>> Begin Provided data

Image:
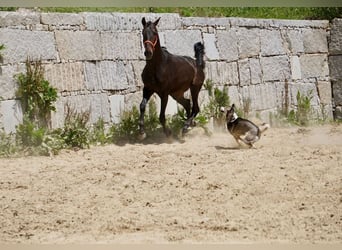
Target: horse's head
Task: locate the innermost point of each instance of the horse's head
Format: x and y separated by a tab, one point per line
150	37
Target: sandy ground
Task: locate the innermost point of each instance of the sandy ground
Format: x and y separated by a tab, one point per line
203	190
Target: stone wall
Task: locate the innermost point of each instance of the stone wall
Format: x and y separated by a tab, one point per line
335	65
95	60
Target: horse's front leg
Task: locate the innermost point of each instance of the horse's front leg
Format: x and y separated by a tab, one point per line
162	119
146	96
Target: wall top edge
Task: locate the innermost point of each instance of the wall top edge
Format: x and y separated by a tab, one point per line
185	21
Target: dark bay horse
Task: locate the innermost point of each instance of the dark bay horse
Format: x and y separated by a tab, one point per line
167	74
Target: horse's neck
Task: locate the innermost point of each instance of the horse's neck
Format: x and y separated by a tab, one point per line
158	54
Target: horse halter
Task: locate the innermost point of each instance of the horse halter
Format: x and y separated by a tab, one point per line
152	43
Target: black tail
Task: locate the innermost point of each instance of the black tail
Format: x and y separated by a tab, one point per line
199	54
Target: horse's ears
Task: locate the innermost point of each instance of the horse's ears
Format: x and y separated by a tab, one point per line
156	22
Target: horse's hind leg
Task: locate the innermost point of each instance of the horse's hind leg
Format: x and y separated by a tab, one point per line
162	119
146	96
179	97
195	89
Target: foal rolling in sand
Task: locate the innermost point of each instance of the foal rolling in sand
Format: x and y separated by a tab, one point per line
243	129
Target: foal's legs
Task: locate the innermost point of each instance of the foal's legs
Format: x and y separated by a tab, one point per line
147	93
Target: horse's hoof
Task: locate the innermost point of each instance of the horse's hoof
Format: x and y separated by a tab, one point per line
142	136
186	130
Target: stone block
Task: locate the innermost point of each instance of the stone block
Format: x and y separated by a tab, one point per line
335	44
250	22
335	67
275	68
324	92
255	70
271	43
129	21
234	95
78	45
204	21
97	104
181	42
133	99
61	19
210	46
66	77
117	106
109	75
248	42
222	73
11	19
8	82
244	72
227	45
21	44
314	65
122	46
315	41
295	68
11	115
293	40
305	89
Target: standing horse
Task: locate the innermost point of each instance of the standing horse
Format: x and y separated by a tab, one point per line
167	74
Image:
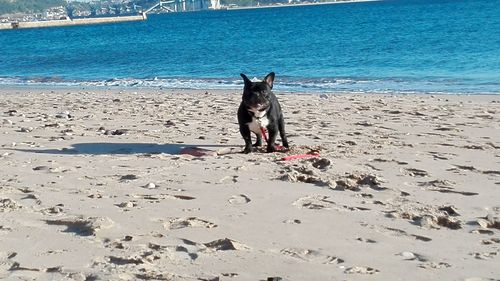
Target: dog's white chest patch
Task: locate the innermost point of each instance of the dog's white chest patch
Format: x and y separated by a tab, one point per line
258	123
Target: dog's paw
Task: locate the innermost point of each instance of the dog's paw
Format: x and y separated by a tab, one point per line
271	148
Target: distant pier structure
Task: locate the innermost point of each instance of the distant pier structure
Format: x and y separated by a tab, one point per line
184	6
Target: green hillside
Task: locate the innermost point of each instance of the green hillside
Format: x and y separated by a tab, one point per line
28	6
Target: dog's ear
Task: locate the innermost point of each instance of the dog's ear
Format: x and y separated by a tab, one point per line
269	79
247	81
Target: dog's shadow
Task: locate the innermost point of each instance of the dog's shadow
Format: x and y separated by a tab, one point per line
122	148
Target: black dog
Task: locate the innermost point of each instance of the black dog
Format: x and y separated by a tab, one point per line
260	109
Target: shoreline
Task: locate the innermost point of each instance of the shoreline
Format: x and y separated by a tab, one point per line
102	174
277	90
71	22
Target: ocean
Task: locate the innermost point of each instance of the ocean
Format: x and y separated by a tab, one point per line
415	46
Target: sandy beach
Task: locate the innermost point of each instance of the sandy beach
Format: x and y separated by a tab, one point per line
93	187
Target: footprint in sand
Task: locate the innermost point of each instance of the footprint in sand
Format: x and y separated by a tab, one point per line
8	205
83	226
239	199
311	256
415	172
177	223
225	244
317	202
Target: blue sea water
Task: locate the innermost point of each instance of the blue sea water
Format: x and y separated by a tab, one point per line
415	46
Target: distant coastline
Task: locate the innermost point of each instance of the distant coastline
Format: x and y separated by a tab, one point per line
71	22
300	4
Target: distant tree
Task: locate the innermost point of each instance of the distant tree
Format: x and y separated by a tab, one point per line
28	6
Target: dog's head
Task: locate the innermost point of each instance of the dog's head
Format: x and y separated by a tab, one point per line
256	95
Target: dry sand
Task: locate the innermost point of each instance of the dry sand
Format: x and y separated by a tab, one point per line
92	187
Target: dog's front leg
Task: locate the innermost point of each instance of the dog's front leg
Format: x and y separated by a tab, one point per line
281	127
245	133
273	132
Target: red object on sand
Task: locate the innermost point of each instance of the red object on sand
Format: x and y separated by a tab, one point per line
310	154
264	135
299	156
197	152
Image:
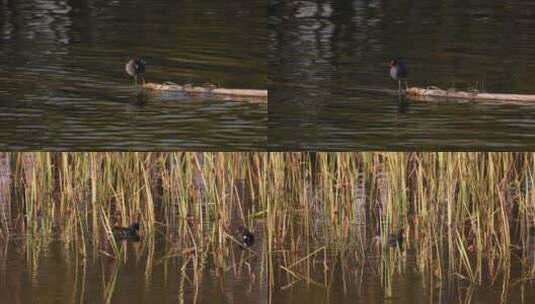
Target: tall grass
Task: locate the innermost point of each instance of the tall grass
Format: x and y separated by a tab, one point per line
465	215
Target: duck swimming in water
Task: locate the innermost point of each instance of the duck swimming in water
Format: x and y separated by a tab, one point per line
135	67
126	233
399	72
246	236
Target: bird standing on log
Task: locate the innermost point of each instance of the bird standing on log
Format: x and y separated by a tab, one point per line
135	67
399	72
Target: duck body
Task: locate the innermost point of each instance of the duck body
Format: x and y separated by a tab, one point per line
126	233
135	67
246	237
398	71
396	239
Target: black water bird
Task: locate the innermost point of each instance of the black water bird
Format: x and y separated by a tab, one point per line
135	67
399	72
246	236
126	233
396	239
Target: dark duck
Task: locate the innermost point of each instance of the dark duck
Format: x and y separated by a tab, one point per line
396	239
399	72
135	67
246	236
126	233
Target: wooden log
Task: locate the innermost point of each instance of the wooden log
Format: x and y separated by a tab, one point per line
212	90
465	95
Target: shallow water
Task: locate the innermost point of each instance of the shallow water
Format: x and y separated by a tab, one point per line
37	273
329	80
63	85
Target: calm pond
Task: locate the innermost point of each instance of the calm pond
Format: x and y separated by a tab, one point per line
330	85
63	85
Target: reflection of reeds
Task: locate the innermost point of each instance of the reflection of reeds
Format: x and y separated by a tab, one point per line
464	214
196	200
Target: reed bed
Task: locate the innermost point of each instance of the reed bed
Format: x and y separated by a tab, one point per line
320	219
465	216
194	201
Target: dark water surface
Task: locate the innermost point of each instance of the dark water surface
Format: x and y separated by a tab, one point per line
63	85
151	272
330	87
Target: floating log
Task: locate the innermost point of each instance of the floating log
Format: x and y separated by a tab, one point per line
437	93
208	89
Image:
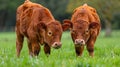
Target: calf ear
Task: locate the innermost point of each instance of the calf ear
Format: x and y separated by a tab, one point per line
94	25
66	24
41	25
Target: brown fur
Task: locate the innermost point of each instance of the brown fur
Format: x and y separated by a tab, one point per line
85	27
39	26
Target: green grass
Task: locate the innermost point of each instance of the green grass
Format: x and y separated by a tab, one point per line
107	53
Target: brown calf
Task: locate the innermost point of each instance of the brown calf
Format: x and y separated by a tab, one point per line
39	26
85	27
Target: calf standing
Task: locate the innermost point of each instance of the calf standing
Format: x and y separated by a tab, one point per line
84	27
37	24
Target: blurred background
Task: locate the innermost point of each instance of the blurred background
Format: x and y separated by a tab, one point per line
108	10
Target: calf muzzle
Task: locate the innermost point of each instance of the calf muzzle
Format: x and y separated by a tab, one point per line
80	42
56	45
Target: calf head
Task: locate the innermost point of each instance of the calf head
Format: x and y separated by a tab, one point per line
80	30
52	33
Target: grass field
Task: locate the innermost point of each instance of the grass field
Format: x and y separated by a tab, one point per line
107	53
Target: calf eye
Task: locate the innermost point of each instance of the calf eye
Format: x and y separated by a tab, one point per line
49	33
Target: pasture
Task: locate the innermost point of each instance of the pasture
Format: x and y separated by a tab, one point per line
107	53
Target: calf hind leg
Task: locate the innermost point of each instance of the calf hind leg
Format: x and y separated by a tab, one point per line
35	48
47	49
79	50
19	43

>> End Provided data

- Work to be completed
Each line of the material must be retyped exactly, except that images are omitted.

- Result of the exercise
Image:
Target: horse's head
Task: locate the innermost point of each instance of the horse's head
Format: x and y separated by a tab, one point per line
150	37
Target: sandy ground
Task: locate the innermost point of each instance of the sandy ground
Format: x and y separated by a tab, one point per line
203	190
Target: stone wall
Task: locate the innermost point of each instance of the stone wall
Format: x and y separated by a tab, one point per line
335	65
95	60
Target: horse's front leg
Task: locate the innermost point of each instance of the horse's front leg
Format: x and y separated by a tab, one point per line
162	119
146	96
Target: wall top edge
Task: locate the innermost point of each instance of the wall top edge
Format: x and y separated by a tab, one point per line
185	21
Target: dark bay horse
Task: locate the innermost point of each instance of the dark bay horse
Format: x and y separated by a tab, one point per line
167	74
Target: horse's neck
Task: locate the innermost point of each instance of the horse's neck
Format: x and y separated by a tab, one point per line
158	54
Target: horse halter
Task: locate the innermost point of each instance of the horse halter
Format: x and y separated by a tab, one point per line
152	43
Target: black tail
Task: locate the innermost point of each instance of the black tail
Format: x and y separated by a tab, one point per line
199	54
Target: horse's ears
Task: locate the innermost point of each instance of the horse's ears
Format: x and y separated by a tab, one point per line
156	22
Target: horse's hind leg
Task: locate the innermost point of each instance of the horse's hind leg
Format: x and y separated by a tab, one point per line
162	119
146	96
179	97
195	89
Target: foal rolling in sand
Task: locate the innermost point of each instance of the foal rolling in sand
Format: x and y separated by a tab, one point per line
243	129
Target: foal's legs
Task: locate the innermost point of each instance of the foal's legs
Format: x and y separated by a tab, one point per line
147	93
Target: horse's hoof
Task: locate the innermost point of each instance of the horse's hoof
Format: x and y separated by a tab, one point per line
142	136
186	130
Target: stone block
Task: locate the innermost point of each instance of the stone block
Format: x and y separated by a tab, one point per line
335	44
250	22
335	67
275	68
324	92
255	70
271	43
129	21
234	95
78	45
204	21
97	104
181	42
133	99
61	19
210	46
66	77
117	106
109	75
248	42
222	73
11	19
8	82
244	72
227	45
21	44
314	65
122	46
315	41
295	68
11	115
293	40
305	89
Target: standing horse
Task: locate the innermost point of each instance of the standing horse
Format: x and y separated by a tab, one point per line
167	74
Image:
Target: dog's white chest patch
Task: locate the innermost point of each instance of the dog's white chest patch
Format: x and y separated by a tab, one point per line
258	123
Target: dog's paw
Task: locate the innermost point of each instance of the dog's paw
Format: x and y separated by a tab, one point per line
271	148
Target: distant pier structure
Task: locate the innermost point of each instance of the distant pier structure
Format: x and y separated by a tab, one point per line
184	6
Target: green hillside
Task: locate the innermost point of each instance of the green hillside
Format: x and y separated by a tab, one point per line
28	6
Target: dog's ear
Task: locate the innermost point of each instance of the dog's ear
Format: x and y separated by a tab, one point per line
269	79
247	81
Target: dog's shadow
Task: locate the innermost point of each instance of the dog's shadow
Format: x and y separated by a tab, one point per line
122	148
Target: black dog
Task: locate the innermost point of each instance of the black dog
Format: x and y separated by a tab, one point per line
260	109
Target: shoreline
Task: locate the innermost point of each instance of the shoreline
Format: x and y separated by a tab, one point per line
102	174
277	90
71	22
Target: ocean
Task: locate the innermost point of each instance of the ocean
Format: x and y separated by a tab, one point per line
415	46
Target: sandy beach
Task: locate the innermost point of each instance of the sandy beach
Format: x and y separated by a tab, one point per line
93	187
Target: footprint in sand
Task: locate the innermost point of each instance of the footprint in sand
Format: x and y separated by a tab, one point per line
8	205
83	226
239	199
311	256
415	172
177	223
225	244
317	202
Target: blue sea water
Task: locate the innermost point of each instance of the blue sea water
Format: x and y separated by a tab, one point per line
415	46
Target: distant coastline
Task: locate the innermost point of each instance of the distant coastline
Format: x and y separated by a tab, one point per line
71	22
300	4
Target: distant tree
Task: locate the innermost point of each instance of the distant tree
Format: x and y separated by a tab, one point per line
28	6
Target: dog's head
Task: locate the innermost point of each instance of the dog's head
Format: x and y separated by a tab, one point per line
256	95
Target: dry sand
Task: locate the innermost point of each instance of the dry sand
Format: x and y separated by a tab, one point per line
92	187
Target: dog's front leg
Task: locate the innermost point of each instance of the dog's front leg
Format: x and y separated by a tab, one point per line
281	127
245	133
273	132
Target: red object on sand
Task: locate the innermost point of each instance of the red object on sand
Format: x and y separated by a tab, one point per line
310	154
264	135
299	156
197	152
Image:
Target: tall grass
Task: locate the innermost point of each instance of the tall grass
Format: x and y separated by a tab, one point per line
465	215
Target: duck swimming in water
Task: locate the innermost point of each instance of the duck swimming in water
Format: x and y separated by a tab, one point per line
135	67
126	233
399	72
246	236
Target: bird standing on log
Task: locate the innermost point of each instance of the bird standing on log
Format: x and y separated by a tab, one point per line
135	67
399	72
Target: duck body
Task: locate the innermost point of each instance of the duck body
Format: x and y separated by a tab, one point per line
126	233
135	67
246	237
398	71
396	239
Target: black water bird
Task: locate the innermost point of each instance of the black water bird
Format: x and y separated by a tab, one point per line
135	67
399	72
246	236
126	233
396	239
Target: dark duck
Task: locate the innermost point of each instance of the dark duck
Format: x and y separated by a tab, one point per line
396	239
399	72
135	67
246	236
126	233
Target: wooden log
Task: locate the innermost point of each instance of the wooden log
Format: x and y separated by a tab, one point per line
212	90
465	95
Target: shallow water
Task: locate the innermost point of each instance of the shallow water
Format: x and y separated by a tab, one point per line
37	273
329	80
63	85
Target: calm pond
Task: locate the innermost point of each instance of the calm pond
Format: x and y separated by a tab, one point per line
330	85
63	85
Target: reflection of reeds
Task: locate the innermost point of each instance of the reflection of reeds
Format: x and y separated by a tab, one point per line
464	214
196	200
Target: reed bed
Task: locate the innermost point of each instance of the reed bed
Format: x and y separated by a tab, one point per line
320	219
465	216
194	201
Target: dark water surface
Task: locate the innermost point of each instance of the dark water surface
Format: x and y separated by a tab, one point per line
63	85
151	272
330	87
Target: floating log
Task: locate the innermost point of each instance of the floating log
Format: x and y separated by a tab, one point per line
437	93
208	89
Image:
Target: calf ear
Task: locate the innermost point of each instance of the calf ear
Format: x and y separated by a tab, one point per line
94	25
66	24
41	25
Target: brown fur
Task: locate the innermost point of each instance of the brown fur
Format: x and y separated by a tab, one point per line
85	27
39	26
Target: green grass
Task: locate the innermost point of each instance of the green grass
Format: x and y separated by a tab, one point per line
107	53
Target: brown calf
Task: locate the innermost point of each instance of the brown calf
Format: x and y separated by a tab, one point per line
39	26
85	27
Target: calf standing
Task: locate the innermost point of each instance of the calf standing
Format: x and y separated by a tab, one point per line
84	27
37	24
Target: blurred background
Task: locate the innermost point of each instance of the blurred background
Format: x and y separated by a tab, one point per line
108	10
Target: calf muzzle
Task: locate the innermost point of each instance of the calf muzzle
Format: x and y separated by a tab, one point per line
80	42
56	45
Target: calf head
Task: locate the innermost point of each instance of the calf head
Format: x and y separated by a tab, one point per line
80	30
52	33
Target: grass field
Task: locate the innermost point of each instance of the grass field
Format: x and y separated by a tab, one point per line
107	53
Target: calf eye
Task: locate the innermost point of each instance of the calf eye
Format: x and y separated by a tab, one point per line
49	33
Target: pasture
Task: locate the innermost point of each instance of the pasture
Format: x and y separated by a tab, one point per line
107	53
Target: calf hind leg
Task: locate the innermost point of each instance of the calf hind leg
Format: x and y separated by a tab, one point per line
35	48
47	49
79	50
19	43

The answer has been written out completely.